» **Explore the material**
• A. Please transcribe the stretch of the article on coronavirus relief checks from "Americans are keenly" through "sign the legislation.".
• B. List every dollar amount that appears in the article on coronavirus relief checks.

Americans are keenly interested in the cash payments included in the coronavirus relief bill that is soon expected to become law.
Under the bill, millions of households will receive rebates in the amount of $1,200 per adult and $500 per child. The amounts phase out for individuals making more than $75,000 and married couples making over $150,000.
The Senate passed the bill late Wednesday, and the House is expected to pass it on Friday. Trump is expected to sign the legislation.
The Joint Committee on Taxation estimated in an analysis released Thursday that the rebates will reduce federal revenue by $292 billion over a decade, with all of the revenue loss occurring in fiscal years 2020 and 2021.
Many people are facing financial challenges as a result of the coronavirus and have questions about whether and how they will receive a check.
The Hill answered several frequently asked questions about the checks on Wednesday. Here are answers to additional questions.
Will people have to pay taxes on the money when they file their tax returns next year?
No. The money is not counted as taxable income. It’s treated as a fully refundable tax credit against your 2020 taxes, meaning that you get the money even if you don’t have any tax liability.
Can people get checks even if they haven’t filed a tax return in recent years?
In cases where people haven’t filed tax returns but receive Social Security benefits or railroad retirement benefits, the IRS can look at statements about those benefits to help get the checks to those people.
For people who have not filed a 2018 or 2019 tax return and do not receive Social Security or railroad retirement benefits, there is an incentive to promptly file a tax return to ensure that the IRS can reach them to distribute the money to them this year.
People who do not file tax returns are typically low-income. For example, the IRS requires married couples with both spouses under 65 to file returns for 2019 if their gross income was at least $24,400. That threshold is raised to $27,000 in cases where both spouses were 65 or older. Social Security benefits often aren’t included in gross income.
Are immigrants eligible to receive the checks?
They are if they have a Social Security number. A Republican aide to the Senate Finance Committee noted in a call with reporters Wednesday that Green Card holders qualify for work-eligible Social Security numbers.
Are college students eligible to receive the checks?

» **Source material**
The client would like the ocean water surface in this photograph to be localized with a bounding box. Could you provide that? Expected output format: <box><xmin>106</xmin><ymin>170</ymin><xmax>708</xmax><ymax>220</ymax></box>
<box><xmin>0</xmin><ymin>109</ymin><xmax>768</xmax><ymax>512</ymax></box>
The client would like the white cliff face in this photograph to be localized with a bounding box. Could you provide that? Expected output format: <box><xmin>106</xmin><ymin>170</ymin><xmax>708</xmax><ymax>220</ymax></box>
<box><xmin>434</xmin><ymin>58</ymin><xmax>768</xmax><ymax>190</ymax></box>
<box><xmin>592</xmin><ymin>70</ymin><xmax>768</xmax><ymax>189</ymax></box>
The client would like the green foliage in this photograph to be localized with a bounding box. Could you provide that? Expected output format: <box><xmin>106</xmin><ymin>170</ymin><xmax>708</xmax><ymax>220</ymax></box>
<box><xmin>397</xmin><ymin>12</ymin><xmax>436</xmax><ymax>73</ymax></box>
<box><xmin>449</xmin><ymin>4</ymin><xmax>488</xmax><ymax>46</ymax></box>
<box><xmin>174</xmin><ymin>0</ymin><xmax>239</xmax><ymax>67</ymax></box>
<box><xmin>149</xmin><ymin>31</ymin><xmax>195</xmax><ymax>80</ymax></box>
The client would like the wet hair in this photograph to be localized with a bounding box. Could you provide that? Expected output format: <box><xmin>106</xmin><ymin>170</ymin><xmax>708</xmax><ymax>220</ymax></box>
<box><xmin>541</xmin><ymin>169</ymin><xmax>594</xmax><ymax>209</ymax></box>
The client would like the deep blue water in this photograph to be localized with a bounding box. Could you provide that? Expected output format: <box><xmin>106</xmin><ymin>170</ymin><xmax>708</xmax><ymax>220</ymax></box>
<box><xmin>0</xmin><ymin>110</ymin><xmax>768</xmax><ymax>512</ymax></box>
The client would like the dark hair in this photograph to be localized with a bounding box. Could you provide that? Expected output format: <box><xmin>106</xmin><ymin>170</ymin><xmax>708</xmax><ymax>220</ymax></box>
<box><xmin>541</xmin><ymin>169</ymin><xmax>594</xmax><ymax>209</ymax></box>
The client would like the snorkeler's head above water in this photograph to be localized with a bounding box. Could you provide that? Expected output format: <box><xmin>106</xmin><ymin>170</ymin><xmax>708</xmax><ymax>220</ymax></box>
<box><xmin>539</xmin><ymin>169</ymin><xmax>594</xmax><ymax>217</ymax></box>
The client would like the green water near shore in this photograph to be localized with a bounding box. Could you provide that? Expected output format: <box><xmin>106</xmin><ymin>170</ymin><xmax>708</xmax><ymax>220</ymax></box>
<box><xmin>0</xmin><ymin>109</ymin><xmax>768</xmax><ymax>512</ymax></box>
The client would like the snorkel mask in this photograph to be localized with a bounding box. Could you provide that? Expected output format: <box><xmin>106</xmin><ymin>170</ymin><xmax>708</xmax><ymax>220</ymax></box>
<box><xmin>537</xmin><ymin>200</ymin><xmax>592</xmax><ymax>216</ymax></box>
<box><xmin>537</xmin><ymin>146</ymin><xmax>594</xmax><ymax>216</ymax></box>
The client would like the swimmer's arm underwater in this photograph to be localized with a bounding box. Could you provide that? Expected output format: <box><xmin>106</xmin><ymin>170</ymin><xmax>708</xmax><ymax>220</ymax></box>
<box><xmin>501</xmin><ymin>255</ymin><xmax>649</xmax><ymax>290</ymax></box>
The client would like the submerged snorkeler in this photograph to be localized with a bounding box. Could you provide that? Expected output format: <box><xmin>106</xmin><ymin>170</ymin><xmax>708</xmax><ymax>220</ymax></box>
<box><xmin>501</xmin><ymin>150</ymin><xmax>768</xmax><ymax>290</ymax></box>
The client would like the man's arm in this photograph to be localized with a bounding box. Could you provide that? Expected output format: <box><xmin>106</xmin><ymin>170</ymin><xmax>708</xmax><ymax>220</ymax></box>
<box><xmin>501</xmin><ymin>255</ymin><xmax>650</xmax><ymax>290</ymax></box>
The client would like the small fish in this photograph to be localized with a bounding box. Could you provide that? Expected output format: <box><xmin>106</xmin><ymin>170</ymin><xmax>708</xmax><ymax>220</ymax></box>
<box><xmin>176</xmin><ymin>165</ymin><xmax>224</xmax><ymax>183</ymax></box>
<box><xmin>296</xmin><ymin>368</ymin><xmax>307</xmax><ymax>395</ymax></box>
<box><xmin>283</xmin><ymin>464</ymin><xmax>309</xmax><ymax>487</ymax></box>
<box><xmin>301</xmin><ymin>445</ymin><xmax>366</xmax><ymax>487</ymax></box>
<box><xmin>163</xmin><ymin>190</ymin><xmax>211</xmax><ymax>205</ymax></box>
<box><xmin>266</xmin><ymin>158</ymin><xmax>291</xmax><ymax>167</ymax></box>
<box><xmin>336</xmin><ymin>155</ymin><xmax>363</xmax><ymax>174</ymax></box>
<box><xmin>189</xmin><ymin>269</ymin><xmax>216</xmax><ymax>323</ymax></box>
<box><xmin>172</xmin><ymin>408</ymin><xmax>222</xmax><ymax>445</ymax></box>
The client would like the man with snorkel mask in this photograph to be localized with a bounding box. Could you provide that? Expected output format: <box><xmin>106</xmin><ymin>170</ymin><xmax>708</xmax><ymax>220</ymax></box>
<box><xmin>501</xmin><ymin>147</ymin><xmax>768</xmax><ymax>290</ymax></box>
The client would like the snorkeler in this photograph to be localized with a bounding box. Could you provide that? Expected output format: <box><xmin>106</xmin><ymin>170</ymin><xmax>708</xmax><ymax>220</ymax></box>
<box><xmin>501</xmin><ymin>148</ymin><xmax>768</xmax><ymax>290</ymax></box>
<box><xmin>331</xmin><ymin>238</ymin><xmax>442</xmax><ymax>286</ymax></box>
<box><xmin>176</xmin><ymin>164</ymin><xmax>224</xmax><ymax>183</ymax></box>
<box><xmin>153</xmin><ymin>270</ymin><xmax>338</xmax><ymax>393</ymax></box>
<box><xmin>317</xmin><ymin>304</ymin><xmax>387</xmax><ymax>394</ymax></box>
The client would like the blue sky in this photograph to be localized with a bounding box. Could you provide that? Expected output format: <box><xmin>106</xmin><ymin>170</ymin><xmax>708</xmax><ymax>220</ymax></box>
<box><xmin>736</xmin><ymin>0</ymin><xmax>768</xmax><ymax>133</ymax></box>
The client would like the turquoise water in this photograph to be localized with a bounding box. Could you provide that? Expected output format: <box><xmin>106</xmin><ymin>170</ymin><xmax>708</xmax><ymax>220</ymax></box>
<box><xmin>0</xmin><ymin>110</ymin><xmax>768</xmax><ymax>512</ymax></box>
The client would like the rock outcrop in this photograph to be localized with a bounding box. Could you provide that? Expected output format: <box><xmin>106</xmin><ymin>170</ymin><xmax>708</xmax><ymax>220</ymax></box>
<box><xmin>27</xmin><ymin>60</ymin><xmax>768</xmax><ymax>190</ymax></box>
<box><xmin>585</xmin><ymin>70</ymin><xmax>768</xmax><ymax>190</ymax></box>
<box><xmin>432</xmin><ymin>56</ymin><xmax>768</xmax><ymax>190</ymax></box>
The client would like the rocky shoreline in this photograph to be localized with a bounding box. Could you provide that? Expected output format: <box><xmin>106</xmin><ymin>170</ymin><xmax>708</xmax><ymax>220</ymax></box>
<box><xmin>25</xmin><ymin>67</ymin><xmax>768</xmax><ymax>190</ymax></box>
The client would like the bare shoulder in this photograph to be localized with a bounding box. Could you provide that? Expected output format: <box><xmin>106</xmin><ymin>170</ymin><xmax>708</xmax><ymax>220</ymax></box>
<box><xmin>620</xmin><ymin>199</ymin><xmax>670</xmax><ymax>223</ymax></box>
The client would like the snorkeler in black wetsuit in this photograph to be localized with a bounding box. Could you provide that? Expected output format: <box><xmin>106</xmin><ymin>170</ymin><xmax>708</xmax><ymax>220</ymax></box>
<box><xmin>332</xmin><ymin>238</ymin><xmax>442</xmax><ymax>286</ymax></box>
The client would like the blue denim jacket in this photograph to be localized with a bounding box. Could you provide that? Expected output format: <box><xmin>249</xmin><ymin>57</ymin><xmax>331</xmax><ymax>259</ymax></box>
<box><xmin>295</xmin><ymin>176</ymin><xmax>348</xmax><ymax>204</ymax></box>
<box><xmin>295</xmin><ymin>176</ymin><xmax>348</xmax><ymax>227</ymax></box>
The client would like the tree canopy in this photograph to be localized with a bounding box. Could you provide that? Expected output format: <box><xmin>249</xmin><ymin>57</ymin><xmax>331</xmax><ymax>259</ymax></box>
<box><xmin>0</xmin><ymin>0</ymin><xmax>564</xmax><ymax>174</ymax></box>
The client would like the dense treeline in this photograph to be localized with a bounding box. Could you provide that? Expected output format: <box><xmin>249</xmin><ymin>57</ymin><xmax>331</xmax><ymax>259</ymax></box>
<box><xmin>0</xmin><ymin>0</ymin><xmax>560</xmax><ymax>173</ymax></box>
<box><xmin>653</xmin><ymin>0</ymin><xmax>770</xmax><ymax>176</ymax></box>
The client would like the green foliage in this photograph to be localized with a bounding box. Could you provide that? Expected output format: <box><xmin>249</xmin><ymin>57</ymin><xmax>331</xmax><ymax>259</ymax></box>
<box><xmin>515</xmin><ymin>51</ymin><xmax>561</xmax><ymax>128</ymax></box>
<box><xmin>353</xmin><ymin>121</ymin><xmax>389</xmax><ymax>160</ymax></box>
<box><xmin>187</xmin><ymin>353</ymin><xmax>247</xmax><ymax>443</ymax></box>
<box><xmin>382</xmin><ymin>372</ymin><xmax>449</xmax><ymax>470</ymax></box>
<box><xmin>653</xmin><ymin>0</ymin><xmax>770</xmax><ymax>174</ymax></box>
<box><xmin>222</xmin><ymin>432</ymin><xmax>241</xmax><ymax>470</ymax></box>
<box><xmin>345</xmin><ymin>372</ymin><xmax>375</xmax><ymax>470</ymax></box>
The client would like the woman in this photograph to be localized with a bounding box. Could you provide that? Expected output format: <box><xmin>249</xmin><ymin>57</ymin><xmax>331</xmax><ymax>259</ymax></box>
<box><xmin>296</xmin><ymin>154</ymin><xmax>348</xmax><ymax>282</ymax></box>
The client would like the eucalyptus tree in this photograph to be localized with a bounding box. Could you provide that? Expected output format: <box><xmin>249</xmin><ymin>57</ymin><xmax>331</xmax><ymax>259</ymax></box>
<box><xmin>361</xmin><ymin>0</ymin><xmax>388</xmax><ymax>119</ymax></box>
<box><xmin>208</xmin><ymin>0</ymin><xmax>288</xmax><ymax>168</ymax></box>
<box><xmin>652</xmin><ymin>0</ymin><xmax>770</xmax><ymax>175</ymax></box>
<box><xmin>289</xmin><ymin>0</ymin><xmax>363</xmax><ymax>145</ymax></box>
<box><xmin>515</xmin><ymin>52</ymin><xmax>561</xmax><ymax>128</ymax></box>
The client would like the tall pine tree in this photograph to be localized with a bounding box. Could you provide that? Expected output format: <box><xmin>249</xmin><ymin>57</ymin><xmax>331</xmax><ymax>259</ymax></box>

» **Results**
• A.
Americans are keenly interested in the cash payments included in the coronavirus relief bill that is soon expected to become law.
Under the bill, millions of households will receive rebates in the amount of $1,200 per adult and $500 per child. The amounts phase out for individuals making more than $75,000 and married couples making over $150,000.
The Senate passed the bill late Wednesday, and the House is expected to pass it on Friday. Trump is expected to sign the legislation.

• B.
$1,200
$500
$75,000
$150,000
$292 billion
$24,400
$27,000